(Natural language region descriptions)
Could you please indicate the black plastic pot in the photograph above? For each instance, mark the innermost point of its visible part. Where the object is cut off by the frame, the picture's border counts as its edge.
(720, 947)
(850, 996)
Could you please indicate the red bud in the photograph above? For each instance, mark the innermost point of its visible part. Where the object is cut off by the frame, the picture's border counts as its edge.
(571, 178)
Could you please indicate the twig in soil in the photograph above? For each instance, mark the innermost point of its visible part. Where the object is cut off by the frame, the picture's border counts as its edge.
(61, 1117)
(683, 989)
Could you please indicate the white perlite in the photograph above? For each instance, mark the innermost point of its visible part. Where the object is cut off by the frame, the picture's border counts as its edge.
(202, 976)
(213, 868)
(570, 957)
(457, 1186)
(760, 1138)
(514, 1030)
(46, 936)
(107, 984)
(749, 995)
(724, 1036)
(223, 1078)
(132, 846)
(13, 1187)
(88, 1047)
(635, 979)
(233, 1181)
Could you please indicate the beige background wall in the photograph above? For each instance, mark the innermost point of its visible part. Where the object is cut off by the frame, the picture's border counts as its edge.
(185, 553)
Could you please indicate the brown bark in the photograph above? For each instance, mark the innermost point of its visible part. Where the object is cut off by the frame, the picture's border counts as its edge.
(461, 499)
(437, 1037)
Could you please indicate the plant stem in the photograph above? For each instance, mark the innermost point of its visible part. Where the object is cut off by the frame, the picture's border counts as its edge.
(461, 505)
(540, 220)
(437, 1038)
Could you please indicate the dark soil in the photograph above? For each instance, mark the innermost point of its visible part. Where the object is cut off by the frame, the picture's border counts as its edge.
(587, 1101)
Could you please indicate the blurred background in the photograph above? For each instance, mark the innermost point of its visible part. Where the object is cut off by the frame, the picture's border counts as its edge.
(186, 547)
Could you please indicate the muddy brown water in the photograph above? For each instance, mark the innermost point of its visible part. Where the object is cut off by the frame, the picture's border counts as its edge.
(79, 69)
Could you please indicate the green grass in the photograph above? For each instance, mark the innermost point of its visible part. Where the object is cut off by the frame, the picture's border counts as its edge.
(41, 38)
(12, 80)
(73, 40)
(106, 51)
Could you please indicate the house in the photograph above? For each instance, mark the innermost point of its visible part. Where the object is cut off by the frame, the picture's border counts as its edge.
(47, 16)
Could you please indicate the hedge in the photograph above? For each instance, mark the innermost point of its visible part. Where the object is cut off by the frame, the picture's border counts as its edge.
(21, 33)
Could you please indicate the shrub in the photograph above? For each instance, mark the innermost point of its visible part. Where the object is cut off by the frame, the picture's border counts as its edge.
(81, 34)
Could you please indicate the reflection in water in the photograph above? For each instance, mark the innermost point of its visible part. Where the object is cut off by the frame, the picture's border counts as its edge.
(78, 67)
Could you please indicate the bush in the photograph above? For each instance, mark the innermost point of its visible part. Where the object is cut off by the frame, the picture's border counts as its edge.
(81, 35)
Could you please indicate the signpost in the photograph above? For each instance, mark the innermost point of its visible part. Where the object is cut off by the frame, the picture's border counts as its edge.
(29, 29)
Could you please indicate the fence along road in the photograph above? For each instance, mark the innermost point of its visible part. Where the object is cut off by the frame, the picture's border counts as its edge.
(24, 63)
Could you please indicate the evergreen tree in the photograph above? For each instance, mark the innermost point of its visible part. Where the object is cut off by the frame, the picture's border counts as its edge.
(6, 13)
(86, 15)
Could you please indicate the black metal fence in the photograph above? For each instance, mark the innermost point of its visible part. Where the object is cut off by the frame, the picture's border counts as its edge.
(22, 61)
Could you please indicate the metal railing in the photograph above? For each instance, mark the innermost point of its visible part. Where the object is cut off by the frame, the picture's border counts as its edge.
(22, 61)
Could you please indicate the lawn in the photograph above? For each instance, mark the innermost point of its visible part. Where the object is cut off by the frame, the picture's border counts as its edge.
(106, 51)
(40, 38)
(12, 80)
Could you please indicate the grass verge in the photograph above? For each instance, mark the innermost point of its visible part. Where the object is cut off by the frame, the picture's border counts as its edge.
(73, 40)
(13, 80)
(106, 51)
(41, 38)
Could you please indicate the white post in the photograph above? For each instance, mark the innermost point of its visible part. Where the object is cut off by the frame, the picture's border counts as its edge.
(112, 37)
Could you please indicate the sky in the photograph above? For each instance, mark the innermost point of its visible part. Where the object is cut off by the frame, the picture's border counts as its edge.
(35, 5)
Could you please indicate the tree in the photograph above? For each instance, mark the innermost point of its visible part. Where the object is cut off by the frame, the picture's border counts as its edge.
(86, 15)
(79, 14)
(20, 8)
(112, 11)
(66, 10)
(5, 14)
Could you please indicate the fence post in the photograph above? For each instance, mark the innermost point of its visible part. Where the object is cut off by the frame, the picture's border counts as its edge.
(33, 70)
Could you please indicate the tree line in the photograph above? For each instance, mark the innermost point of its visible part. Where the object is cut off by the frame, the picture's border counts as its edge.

Exercise directions →
Repeat each record in full; every line must match exactly.

Output below →
Could you please indicate the black plastic pot in the photograph above? For each instance, mark the innermost point of its visible part. Where the object is cut off by the frame, the picture's border counts as its edge.
(720, 947)
(850, 996)
Could you please indicate the red bud in the photograph above? For each instance, mark the innermost point of its visible part. Where the object is cut off by the frame, the picture's border counts as its edge.
(571, 178)
Could you please indicate the twig in soil in the photograph above? For each instance, mark the innermost point of its visible part. Where the object is cut off by the frame, the picture's border counts as its edge.
(61, 1117)
(683, 989)
Could you please indicate the white perlite in the photograph above? For each instance, mark the innermost point of its visible part. Where the object is cut off by the frame, the picture's border counts as its edge.
(202, 976)
(213, 868)
(570, 957)
(457, 1186)
(760, 1138)
(514, 1030)
(46, 936)
(107, 984)
(749, 995)
(724, 1036)
(223, 1078)
(132, 846)
(13, 1187)
(88, 1047)
(635, 979)
(233, 1181)
Could you please indicate the beige background wall in the photograph above? For each instance, mark the innermost point of its visible part. Where the object is cut off by the frame, the picture's border counts as its edge.
(185, 553)
Could you please indicate the brown bark in the photograph above? For each instance, mark the innermost point of its visible part. Where the object is cut off by the frame, the picture's border counts as its edge.
(461, 499)
(437, 1037)
Could you please indicate the plant stem in the photograph above? For each instance, mark the innermost point of its visible part. Where the object is cut off by the frame, the picture's border counts as its edge.
(461, 505)
(540, 220)
(437, 1038)
Could you please indicate the dark soil in the photograph above? For each instance, mark the innermost point of its visible part. Where the object is cut off by the frame, the picture's border counts as its edge.
(587, 1101)
Could you please indicate the blurred background in the photograph above? For each instance, mark the innermost point of its visible part. Where the object is cut off by the frame, the picture's border counts as its edge.
(186, 547)
Could you please indicate the muddy brown water in the photograph above? For each instance, mark the innermost point of its visible part. Where the object is cut off by the frame, the picture's border counts as its edge.
(79, 69)
Could you please indicate the green grass in the photograph above? For each instance, mark the innermost point of its visible part. Where the object is cut off by the frame, the picture's border counts as its edge.
(41, 38)
(12, 80)
(73, 40)
(106, 51)
Could you please indicate the house in the photograph above? For each instance, mark the innermost point of its visible part. Where the object is cut off by the frame, the picture's border counts as its edge.
(47, 16)
Could you please indicate the hedge in the photograph above? For each instance, mark the innermost point of its visible part. Where the object is cut off by the frame, the picture's border counts as its edge.
(21, 33)
Could you please indicate the shrub in the photograph above? For each instance, mark the innermost point of its visible part. Where the object is cut off by the frame, the picture's border counts as its edge.
(81, 34)
Could you please indicate the reflection in water in the photograph above? For each instance, mark the innermost point of its visible part. Where the object is cut off by the frame, the picture's border counts as its edge.
(78, 67)
Could you please indicate the bush in the photograph above? For each instance, mark the innermost point of its visible part. Where the object is cut off by the frame, the picture's border counts as its edge.
(81, 35)
Could you please indicate the signpost in the photograph above? For each instance, mark the innermost point of its visible part. Where the object is cut off by the frame, the picture's border counts as its edge.
(29, 29)
Could you please indicate the fence along road in the photograph above? For each instance, mark the innermost point of its visible part. Where the object is cut off by the frame, the picture's border counts as its edge.
(24, 63)
Could you please indicate the evergreen tree in the photograph above? For each instance, mark the innermost point of its visible part. Where the object is cut off by the frame, the picture's border counts as its edge.
(6, 13)
(86, 15)
Could you please indicate the black metal fence in the photograph above? For each instance, mark the innermost point of its visible part. Where the object is cut off by the frame, the picture's border counts as its edge.
(22, 61)
Could you please indicate the metal railing in the photograph above? For each instance, mark the innermost point of its visible part. Where the object is cut off by the frame, the picture's border counts as its edge.
(22, 61)
Could you please indicate the lawn in the photograph above? For each instance, mark the innermost point of its visible part. Where the object is cut off by the frame, the picture's border counts as its edge.
(106, 51)
(40, 38)
(12, 80)
Could you please indicate the grass verge in the photograph above? For each instance, mark the innermost point of its visible part. Where the object is cut off by the frame, the picture's border counts as its edge.
(73, 40)
(13, 80)
(106, 51)
(41, 38)
Could you please indicate the white post in the photograph above? For each instance, mark the innermost point of its visible part. Where the object is cut off by the frame, the picture's border counts as its edge.
(112, 37)
Could you please indicate the sky in the photograph above? For each instance, mark the innermost point of its visible part. Where the object is cut off by the frame, the picture's border counts as its edge.
(35, 5)
Could you please indicate the tree in the photograph above? For each instance, mark the innermost point of its visible part. Where the object is cut off by the frame, the picture's border counts as its edge.
(86, 15)
(79, 14)
(20, 8)
(112, 11)
(66, 10)
(5, 14)
Could you please indicate the fence post in the photograph above? For each instance, mark the innermost point of its visible part. Where the object is cut off by the frame, the picture's border counts as its edge.
(33, 70)
Could you please indicate the tree line in the photograph above? For each instance, mark the innermost point of its visible part. Where the object is cut off by the frame, the picture's border counts as its edge.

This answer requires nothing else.